Let's jump in:
- For many people, Rob Reiner's cameo on this week's "30 Rock" was as funny as he's been in years. Part of that is because the director of "This Is Spinal Tap," "The Princess Bride" and "When Harry Met Sally" has spent recent years directing swill like "North," "Rumor Has It" and "The Bucket List." But another part is because the majority of people didn't get the chance to see his charming coming-of-age comedy Flipped, which was dumped unceremoniously in theaters at the end of the summer. A he said/she said teenage romance about a young boy (Callan McAuliffe) and girl (Madeleine Carroll) who have a love/hate relationship in the early 1960s, "Flipped" is a gentle, kind-hearted love story that remembers more innocent times, when the biggest scandal was throwing out a neighbor's gift and the biggest tensions involved matters of the heart. It doesn't reinvent the genre, but by playing with perspective and telling the story from both protagonists' points of view, it feels fresher than it probably has any right to. Carroll is the refreshingly smart and energetic girl next door and steals the film and I also loved how the adults in the film--most notably John Mahoney as the boy's grandfather--showcase the role parents play in how their children develop their personalities and temperaments. It's a sweet, clean and funny movie, worth a look for those wanting something to put a smile on their face.
- It took more than twenty years, but Gordon Gekko is back in Wall Street: Money Never Sleeps. Oliver Stone revisits the world of corporate trading and professional greed with this timely drama, following a young broker (Shia LaBeouf) as he navigates the corporate world in the time just before the recent financial collapse. LaBeouf has his first truly grown-up role in the film, looking to exact financial vengeance on the trader (Josh Brolin) who ruined his mentor (an excellent as always Frank Langella). Michael Douglas is as winningly slimy as ever as Gekko, fresh out of prison and hoping to reconnect with his daughter (Carey Mulligan), who is engaged to LaBeouf's character. The masterstroke with Douglas here is that Stone keeps us in the dark for most of the movie as to whether Gekko has truly reformed or if he has ulterior motives. The director's anger over the recent financial disaster is palpable and, as always, Stone doesn't hide his rage. He throws a number of flashy effects at the screen and presents the film with all the subtlety of the sledgehammer...he all but has Brolin twirl a mustache to show how evil he is. Still, the film largely works because we're just as angry as Stone is and it's a bit invigorating to see Wall Street's greedy honchos get lambasted for our entertainment. It's not the great, slick drama that the 1988 original was, but it's great fun to revisit Gekko again. Stone missteps at the ending though, with his anger seemingly replaced by a defanged climax that throws up its hands and goes soft instead of jabbing us in the gut like Stone has promised all movie long.

□ □ □ □ □

§ **PROBLEM STATEMENT**: Condense the paragraph of the movie reviews that begins "For many people, Rob Reiner's cameo" into a short bulleted list of its main points.

□ □ □ □ □

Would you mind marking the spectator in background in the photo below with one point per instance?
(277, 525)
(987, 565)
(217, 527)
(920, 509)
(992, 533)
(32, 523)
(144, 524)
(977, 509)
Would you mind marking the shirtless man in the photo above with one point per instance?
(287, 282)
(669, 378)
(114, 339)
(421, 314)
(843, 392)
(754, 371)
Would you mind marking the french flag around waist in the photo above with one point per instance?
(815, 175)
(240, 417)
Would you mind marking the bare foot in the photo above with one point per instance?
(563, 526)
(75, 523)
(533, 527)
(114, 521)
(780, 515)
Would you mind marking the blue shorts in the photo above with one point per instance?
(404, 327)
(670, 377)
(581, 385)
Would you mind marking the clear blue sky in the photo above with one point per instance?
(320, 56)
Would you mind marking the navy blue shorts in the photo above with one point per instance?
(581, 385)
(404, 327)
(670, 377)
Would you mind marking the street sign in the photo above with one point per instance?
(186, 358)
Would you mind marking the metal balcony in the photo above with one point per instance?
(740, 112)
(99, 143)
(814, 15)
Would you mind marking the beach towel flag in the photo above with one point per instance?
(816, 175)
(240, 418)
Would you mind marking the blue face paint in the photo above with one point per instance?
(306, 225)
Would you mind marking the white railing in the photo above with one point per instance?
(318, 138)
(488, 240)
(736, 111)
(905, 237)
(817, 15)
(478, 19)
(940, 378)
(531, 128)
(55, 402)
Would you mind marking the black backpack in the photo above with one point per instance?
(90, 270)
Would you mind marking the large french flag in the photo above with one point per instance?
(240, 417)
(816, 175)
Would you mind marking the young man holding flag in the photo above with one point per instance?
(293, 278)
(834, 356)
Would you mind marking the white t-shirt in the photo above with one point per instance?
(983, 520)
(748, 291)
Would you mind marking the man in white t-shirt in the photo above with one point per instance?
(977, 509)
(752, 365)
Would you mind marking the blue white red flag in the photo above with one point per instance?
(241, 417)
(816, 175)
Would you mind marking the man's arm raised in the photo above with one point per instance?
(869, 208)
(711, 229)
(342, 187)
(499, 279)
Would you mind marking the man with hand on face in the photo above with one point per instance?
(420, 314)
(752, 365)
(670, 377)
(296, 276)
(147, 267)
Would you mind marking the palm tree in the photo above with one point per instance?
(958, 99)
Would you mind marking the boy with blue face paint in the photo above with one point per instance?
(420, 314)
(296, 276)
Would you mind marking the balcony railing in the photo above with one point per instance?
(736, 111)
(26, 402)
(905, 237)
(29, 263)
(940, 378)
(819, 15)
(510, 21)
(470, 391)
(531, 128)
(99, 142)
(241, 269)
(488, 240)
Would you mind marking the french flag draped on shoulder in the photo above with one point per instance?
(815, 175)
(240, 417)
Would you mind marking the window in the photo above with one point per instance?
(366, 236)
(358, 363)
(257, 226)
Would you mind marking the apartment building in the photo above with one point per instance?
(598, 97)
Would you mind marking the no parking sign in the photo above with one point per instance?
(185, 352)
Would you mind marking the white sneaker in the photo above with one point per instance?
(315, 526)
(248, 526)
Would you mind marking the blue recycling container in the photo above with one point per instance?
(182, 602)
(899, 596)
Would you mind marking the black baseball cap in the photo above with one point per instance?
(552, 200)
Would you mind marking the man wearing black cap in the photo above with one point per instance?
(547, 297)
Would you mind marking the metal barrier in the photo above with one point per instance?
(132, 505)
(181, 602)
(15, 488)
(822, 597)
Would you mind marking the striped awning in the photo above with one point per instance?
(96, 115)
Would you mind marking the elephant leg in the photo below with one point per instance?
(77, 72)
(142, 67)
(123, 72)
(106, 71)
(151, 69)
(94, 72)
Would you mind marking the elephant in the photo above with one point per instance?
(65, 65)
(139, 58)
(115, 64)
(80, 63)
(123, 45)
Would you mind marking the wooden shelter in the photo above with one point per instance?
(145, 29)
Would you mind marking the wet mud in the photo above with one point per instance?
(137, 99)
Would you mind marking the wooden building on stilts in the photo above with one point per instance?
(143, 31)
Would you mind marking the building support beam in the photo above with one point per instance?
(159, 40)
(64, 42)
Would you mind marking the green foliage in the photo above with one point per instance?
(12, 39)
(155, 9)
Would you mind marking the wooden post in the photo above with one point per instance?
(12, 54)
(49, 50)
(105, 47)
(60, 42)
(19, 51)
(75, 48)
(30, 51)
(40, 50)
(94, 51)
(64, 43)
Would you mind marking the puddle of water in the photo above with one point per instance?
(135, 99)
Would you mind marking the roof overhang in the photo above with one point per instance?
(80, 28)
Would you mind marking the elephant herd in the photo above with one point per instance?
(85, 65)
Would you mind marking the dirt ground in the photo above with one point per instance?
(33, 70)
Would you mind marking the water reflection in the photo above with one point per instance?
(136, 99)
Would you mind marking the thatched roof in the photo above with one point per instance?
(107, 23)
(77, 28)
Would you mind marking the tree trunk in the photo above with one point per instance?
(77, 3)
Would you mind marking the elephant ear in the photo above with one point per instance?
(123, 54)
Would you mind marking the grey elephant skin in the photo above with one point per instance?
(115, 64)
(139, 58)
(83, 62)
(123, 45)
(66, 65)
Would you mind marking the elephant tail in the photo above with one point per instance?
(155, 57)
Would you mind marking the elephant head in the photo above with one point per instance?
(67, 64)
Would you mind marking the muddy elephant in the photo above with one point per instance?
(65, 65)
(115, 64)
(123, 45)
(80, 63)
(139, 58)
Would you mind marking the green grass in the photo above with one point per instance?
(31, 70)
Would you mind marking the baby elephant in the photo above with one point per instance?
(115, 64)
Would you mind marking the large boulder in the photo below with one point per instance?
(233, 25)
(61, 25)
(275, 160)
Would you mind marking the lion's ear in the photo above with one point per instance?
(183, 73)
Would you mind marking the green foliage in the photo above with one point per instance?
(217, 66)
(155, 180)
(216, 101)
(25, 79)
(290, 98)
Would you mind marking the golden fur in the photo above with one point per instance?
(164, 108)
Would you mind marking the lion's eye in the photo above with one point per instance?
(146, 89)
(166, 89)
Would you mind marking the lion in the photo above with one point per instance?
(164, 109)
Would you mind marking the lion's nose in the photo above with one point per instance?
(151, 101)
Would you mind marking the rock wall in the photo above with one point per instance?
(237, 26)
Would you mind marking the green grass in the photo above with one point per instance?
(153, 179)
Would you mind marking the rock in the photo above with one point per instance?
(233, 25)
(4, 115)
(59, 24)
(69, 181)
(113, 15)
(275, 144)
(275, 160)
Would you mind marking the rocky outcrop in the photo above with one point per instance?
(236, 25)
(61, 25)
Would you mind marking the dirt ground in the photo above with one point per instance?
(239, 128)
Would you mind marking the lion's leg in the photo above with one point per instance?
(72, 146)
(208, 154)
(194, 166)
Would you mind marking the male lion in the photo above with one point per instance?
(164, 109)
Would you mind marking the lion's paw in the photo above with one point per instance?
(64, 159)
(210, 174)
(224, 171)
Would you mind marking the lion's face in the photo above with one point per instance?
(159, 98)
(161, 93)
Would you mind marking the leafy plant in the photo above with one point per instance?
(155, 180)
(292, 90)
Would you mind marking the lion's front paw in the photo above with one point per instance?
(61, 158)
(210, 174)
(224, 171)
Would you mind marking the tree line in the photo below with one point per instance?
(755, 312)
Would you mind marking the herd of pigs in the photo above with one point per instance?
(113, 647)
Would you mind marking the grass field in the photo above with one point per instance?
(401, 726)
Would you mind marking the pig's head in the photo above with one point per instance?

□ □ □ □ □

§ **WRITTEN ANSWER**:
- Rob Reiner's cameo on this week's "30 Rock" struck many as his funniest work in years.
- One reason is that the director of "This Is Spinal Tap," "The Princess Bride" and "When Harry Met Sally" has lately made weak films like "North," "Rumor Has It" and "The Bucket List."
- Another is that few people saw his coming-of-age comedy "Flipped," which was dumped in theaters at the end of the summer.
- "Flipped" is a he said/she said romance between a boy (Callan McAuliffe) and a girl (Madeleine Carroll) with a love/hate relationship in the early 1960s, a gentle love story recalling more innocent times.
- It doesn't reinvent the genre, but telling the story from both protagonists' points of view makes it feel fresh.
- Carroll steals the film as the smart, energetic girl next door, and the adults, especially John Mahoney as the boy's grandfather, show how parents shape their children's personalities.
- It's a sweet, clean, funny movie worth a look for anyone wanting something to smile about.